■ DIRECTIONS ■
Return every line of the rows below that contains the word "bicycle", treating uppercase and lowercase as different.

(Rows contained in a dataset)
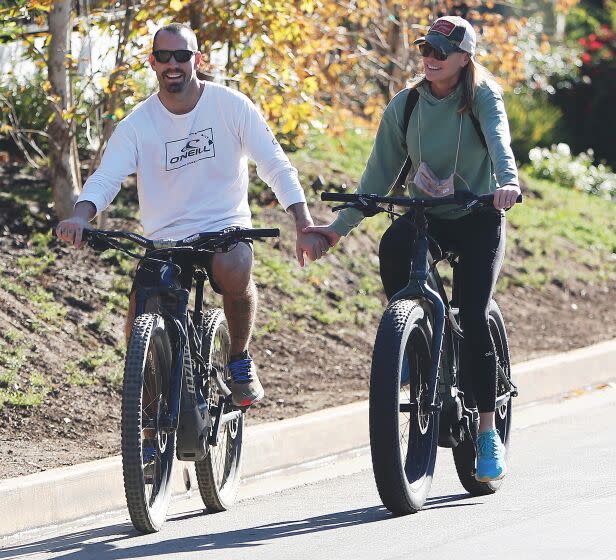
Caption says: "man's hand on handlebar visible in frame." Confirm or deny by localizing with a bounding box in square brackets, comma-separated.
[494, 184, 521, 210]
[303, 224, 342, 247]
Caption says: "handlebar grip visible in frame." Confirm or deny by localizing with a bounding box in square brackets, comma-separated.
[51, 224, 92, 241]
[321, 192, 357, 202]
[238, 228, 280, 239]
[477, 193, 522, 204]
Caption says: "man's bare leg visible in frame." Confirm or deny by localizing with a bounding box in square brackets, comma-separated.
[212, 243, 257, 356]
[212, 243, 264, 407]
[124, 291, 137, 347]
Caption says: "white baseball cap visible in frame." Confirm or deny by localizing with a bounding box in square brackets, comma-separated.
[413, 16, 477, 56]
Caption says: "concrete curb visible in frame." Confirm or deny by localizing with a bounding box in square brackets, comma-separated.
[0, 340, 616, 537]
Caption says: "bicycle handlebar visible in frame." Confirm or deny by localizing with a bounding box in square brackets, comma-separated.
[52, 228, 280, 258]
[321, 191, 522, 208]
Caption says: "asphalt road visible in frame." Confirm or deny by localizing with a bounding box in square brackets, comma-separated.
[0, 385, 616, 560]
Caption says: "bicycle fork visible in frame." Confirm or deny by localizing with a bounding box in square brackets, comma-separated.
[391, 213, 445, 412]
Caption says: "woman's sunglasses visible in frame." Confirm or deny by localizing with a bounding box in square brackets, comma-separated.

■ CORRECT RESPONSE ■
Caption says: "bicycle handlebar visible in frame." Confirm or deny by localizing with a bounding box in square brackets, comma-separated.
Caption says: "bicycle fork visible in frame." Confirm or deny by localizing with a bounding box in square brackets, comma-separated.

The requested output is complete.